- **Uit te voeren taken**:
A. Zoek in de vermeldingen elke regel waarin het woord "chunk" voorkomt en neem die regels ongewijzigd over.
B. Ga verder met de tekst over Charles Baudelaire, te beginnen na de laatste zin die er staat.

- **Gekozen passage**:
# # # #
CHARLES BAUDELAIRE,vertalingen
Ambiance musicale :
Het Adagio van het Concerto voor hobo in D klein van Allessandro Marcello (1669-1747), gespeeld door het barokensemble Il Gardellino, onder leiding van Marcel Ponseele.
Marcel Ponseele is een internationaal gerenommeerde Belgische barokhoboïst, hobobouwer en artistiek leider van het Il Gardellino-ensemble.
Correspondances
La Nature est un temple où de vivants piliers
Laissent parfois sortir de confuses paroles ;
L'homme y passe à travers des forêts de symboles
Qui l'observent avec des regards familiers.
Comme de longs échos qui de loin se confondent
Dans une ténébreuse et profonde unité,
Vaste comme la nuit et comme la clarté,
Les parfums, les couleurs et les sons se répondent.
Il est des parfums frais comme des chairs d'enfants,
Doux comme les hautbois, verts comme les prairies,
- Et d'autres, corrompus, riches et triomphants,
Ayant l'expansion des choses infinies,
Comme l'ambre, le musc, le benjoin et l'encens,
Qui chantent les transports de l'esprit et des sens.
Peinture : Odilon Redon
Charles Baudelaire
Pourquoi le spectacle de la mer est-il si infiniment et si éternellement agréable ?
Parce que la mer offre à la fois l'idée de l'immensité et du mouvement.
# # # #
- **Geselecteerde gegevens**:
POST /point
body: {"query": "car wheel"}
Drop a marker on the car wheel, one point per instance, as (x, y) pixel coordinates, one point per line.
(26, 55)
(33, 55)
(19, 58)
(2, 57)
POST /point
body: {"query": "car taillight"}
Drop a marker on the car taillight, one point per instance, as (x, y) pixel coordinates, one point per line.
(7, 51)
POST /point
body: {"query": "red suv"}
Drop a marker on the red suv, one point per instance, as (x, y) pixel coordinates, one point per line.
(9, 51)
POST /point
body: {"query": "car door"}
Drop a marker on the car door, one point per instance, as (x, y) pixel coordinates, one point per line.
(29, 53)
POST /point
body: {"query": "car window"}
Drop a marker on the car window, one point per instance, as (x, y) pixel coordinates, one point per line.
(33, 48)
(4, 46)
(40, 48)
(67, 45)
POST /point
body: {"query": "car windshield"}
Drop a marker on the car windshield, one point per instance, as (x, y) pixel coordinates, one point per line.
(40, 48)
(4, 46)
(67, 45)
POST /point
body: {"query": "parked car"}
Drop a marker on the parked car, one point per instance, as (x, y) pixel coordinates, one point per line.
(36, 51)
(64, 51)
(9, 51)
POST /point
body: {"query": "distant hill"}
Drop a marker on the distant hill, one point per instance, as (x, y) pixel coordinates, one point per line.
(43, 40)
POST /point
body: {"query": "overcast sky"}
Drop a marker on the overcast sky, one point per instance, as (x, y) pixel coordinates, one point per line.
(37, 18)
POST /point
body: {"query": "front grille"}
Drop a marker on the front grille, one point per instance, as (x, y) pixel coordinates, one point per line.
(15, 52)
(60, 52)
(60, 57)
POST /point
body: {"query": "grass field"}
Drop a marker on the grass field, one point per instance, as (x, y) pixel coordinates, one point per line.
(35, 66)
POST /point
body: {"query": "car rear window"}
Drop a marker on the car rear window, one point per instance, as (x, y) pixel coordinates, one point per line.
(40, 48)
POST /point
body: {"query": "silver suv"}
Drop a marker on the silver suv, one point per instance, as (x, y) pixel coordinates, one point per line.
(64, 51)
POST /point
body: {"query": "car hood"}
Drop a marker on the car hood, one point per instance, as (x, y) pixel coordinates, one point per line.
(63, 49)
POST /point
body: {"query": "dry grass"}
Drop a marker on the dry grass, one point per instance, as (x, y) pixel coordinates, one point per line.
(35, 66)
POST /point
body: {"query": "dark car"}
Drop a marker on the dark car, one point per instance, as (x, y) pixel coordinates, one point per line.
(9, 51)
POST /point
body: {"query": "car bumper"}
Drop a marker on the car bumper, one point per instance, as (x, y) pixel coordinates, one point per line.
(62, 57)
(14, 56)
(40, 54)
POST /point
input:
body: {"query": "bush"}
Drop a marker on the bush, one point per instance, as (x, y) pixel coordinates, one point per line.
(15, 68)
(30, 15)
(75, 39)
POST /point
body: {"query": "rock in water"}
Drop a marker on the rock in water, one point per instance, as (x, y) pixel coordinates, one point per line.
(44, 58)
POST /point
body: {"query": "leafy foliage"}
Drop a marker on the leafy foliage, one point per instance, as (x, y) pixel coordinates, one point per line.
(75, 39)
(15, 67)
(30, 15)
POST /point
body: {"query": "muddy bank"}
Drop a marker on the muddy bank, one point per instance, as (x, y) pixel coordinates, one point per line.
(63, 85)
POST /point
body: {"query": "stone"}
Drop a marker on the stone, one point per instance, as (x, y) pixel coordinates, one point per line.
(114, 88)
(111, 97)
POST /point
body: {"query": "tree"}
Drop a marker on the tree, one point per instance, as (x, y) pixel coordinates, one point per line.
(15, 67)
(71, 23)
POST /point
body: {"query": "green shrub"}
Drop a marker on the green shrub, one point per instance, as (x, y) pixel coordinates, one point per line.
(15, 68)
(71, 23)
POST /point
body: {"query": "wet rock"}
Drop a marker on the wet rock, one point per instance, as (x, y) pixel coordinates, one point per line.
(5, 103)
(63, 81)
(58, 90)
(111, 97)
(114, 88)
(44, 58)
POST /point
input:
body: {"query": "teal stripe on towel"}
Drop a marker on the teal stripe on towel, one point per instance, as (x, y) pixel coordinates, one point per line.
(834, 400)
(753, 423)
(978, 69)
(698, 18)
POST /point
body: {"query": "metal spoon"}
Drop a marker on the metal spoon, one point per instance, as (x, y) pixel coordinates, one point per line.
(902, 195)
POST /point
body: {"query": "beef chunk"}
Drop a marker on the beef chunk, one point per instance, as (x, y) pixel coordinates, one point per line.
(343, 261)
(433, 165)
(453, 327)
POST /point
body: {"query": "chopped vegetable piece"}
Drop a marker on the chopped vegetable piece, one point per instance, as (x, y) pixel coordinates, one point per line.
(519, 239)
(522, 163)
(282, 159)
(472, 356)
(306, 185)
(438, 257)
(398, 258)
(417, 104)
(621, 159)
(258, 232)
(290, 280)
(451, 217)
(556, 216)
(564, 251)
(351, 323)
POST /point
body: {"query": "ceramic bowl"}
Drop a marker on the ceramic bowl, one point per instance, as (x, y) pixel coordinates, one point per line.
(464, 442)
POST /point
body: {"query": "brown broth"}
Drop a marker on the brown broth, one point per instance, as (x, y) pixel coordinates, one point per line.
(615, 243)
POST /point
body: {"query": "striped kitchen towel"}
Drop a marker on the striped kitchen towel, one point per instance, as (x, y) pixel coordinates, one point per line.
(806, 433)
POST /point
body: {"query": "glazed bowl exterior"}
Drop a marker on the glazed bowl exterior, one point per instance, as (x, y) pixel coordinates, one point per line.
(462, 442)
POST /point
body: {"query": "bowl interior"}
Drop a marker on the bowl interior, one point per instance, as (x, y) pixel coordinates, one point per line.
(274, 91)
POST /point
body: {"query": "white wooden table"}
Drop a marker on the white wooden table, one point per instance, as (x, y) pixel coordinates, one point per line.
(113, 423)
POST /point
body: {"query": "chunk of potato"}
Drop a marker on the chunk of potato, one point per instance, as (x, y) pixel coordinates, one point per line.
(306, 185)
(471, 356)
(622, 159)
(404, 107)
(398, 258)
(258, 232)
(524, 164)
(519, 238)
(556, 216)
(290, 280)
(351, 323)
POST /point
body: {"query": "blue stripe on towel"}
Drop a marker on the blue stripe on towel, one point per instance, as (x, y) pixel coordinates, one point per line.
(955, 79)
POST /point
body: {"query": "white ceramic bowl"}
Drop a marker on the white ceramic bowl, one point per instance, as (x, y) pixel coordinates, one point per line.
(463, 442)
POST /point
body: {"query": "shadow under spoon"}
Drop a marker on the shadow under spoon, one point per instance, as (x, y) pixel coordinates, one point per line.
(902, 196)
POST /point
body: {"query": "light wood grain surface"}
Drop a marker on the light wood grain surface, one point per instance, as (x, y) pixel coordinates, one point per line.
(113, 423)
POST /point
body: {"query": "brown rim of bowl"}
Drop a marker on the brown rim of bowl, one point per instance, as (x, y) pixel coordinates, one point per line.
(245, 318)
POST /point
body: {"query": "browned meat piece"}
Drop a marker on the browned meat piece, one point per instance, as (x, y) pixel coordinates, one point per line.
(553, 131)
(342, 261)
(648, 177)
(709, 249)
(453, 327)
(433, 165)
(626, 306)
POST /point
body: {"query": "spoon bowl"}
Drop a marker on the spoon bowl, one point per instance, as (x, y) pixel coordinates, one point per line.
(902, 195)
# # # #
- **Verwachte resultaten**:
A.
body: {"query": "beef chunk"}
Drop a marker on the beef chunk, one point per instance, as (x, y) pixel coordinates, one point per line.
body: {"query": "chunk of potato"}
Drop a marker on the chunk of potato, one point per instance, as (x, y) pixel coordinates, one point per line.

B.
Six ou sept lieues représentent pour l'homme le rayon de l'infini. Voilà un infini diminutif.
Qu'importe, s'il suffit à suggérer l'idée de l'infini total ?
Douze ou quatorze lieues de liquide en mouvement suffisent pour donner la plus haute idée de beauté qui soit offerte à l'homme sur son habitacle transitoire.
Spleen
Quand le ciel bas et lourd pèse comme un couvercle
Sur l'esprit gémissant en proie aux longs ennuis,
Et que de l'horizon embrassant tout le cercle
II nous verse un jour noir plus triste que les nuits ;
Quand la terre est changée en un cachot humide,
Où l'Espérance, comme une chauve-souris,
S'en va battant les murs de son aile timide
Et se cognant la tête à des plafonds pourris ;
Quand la pluie étalant ses immenses traînées
D'une vaste prison imite les barreaux,
Et qu'un peuple muet d'infâmes araignées
Vient tendre ses filets au fond de nos cerveaux,
Des cloches tout à coup sautent avec furie
Et lancent vers le ciel un affreux hurlement,
Ainsi que des esprits errants et sans patrie
Qui se mettent à geindre opiniâtrement.
- Et de longs corbillards, sans tambours ni musique,
Défilent lentement dans mon âme; l'Espoir,
Vaincu, pleure, et l'Angoisse atroce, despotique,
Sur mon crâne incliné plante son drapeau noir.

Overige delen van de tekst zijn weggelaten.